### [GIVEN TASK]
Report every line of the listing below that contains the string "skin", copying each one in full and treating uppercase and lowercase as different.

### [DATA EXCERPTS]
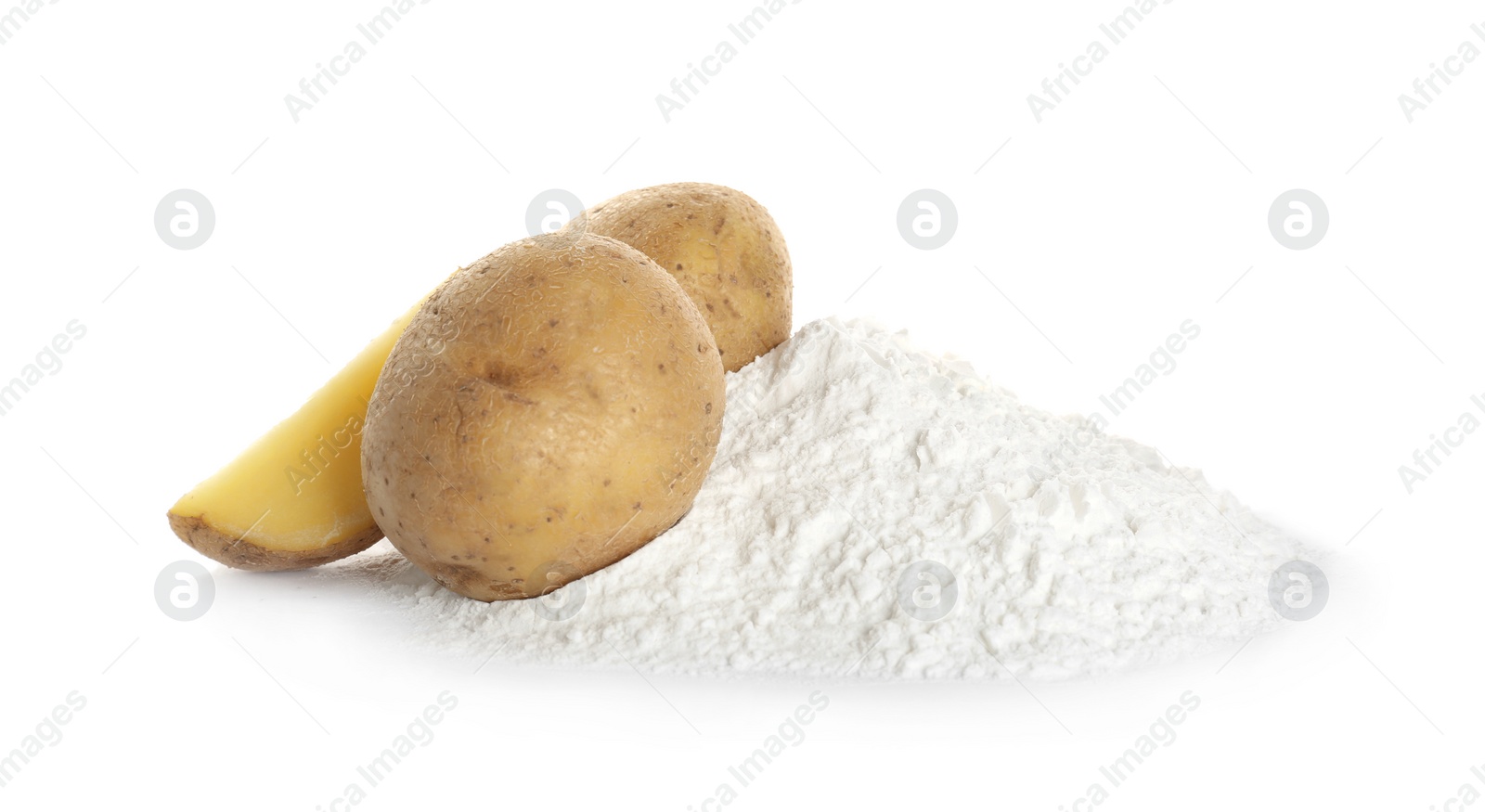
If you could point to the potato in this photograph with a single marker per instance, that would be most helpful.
(293, 499)
(725, 251)
(549, 411)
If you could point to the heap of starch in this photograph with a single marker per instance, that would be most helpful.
(880, 512)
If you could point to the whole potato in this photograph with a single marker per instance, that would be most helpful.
(725, 251)
(549, 411)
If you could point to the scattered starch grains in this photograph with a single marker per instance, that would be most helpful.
(848, 458)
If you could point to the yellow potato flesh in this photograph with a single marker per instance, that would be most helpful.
(297, 489)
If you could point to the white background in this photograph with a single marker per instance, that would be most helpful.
(1133, 205)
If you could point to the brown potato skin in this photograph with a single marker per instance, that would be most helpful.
(247, 556)
(549, 411)
(722, 247)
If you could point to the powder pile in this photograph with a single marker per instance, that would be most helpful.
(878, 512)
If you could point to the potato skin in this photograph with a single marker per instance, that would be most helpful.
(722, 247)
(549, 410)
(245, 556)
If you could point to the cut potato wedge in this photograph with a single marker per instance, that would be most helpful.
(293, 499)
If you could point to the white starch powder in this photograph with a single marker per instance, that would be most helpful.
(878, 512)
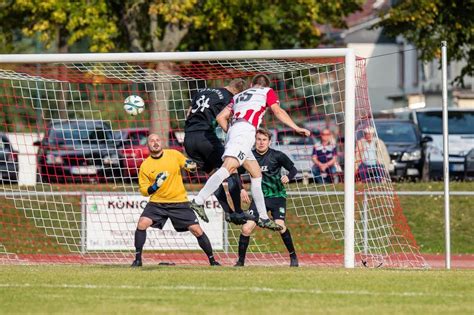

### [THE COMPLETED TASK]
If you could point to the brown potato skin in this photograph with a single marker per instance, that would be most helpful.
If you could point to the potato skin in this photograph with a single marker per instance, that would be most helpful.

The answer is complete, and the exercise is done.